▸ **Exercise**: From the entries, copy every line that carries the string "like".

==============================

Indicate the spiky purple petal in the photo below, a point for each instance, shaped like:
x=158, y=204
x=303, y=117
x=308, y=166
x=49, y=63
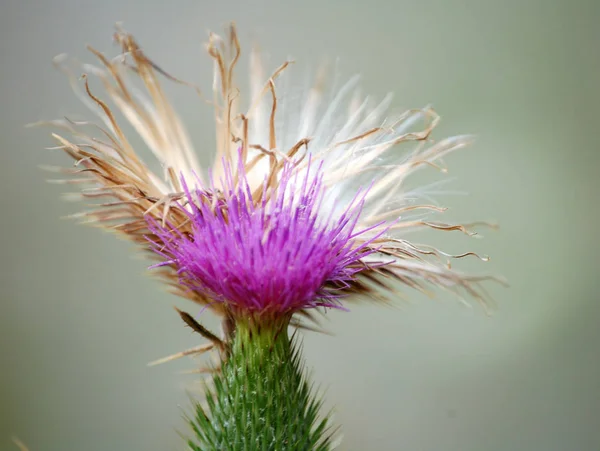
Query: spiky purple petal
x=278, y=255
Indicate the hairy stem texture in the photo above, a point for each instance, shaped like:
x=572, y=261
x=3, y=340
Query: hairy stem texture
x=261, y=399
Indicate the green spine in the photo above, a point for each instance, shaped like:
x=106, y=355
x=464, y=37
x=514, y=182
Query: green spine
x=261, y=399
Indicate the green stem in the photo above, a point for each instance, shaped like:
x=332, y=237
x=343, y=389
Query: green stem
x=261, y=399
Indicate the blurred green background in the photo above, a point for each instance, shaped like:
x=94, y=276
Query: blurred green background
x=79, y=319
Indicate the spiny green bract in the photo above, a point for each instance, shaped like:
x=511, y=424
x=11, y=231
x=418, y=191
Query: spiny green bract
x=261, y=399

==============================

▸ **Answer area**:
Indicate the spiky purple petal in the photo below, a point for each instance, shaped like:
Indicate the hairy stem texture in the photo above, a point for each instance, shaped like:
Indicate the green spine in the photo above, a point for each instance, shaped like:
Indicate the green stem in the photo above, a point for each instance, shaped like:
Indicate the blurred green background in the photo above, a point for each instance, shaped like:
Indicate the spiny green bract in the photo above, a point for each instance, shaped like:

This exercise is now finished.